#### TASK DESCRIPTION
Give back the line containing "label the overgrown" along with every line after it, exactly, until the entries end.

── SUPPLIED MATERIAL ──

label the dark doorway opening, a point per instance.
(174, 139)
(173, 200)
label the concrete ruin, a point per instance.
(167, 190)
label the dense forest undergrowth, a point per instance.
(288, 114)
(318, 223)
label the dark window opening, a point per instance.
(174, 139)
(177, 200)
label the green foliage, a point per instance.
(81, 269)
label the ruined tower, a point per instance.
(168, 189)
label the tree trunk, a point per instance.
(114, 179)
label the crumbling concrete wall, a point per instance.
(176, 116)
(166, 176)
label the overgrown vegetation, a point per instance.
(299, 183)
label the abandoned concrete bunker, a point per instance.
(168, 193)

───

#### TASK OUTPUT
label the overgrown vegetation, a point per instance.
(299, 183)
label the abandoned concrete bunker, a point per instance.
(168, 193)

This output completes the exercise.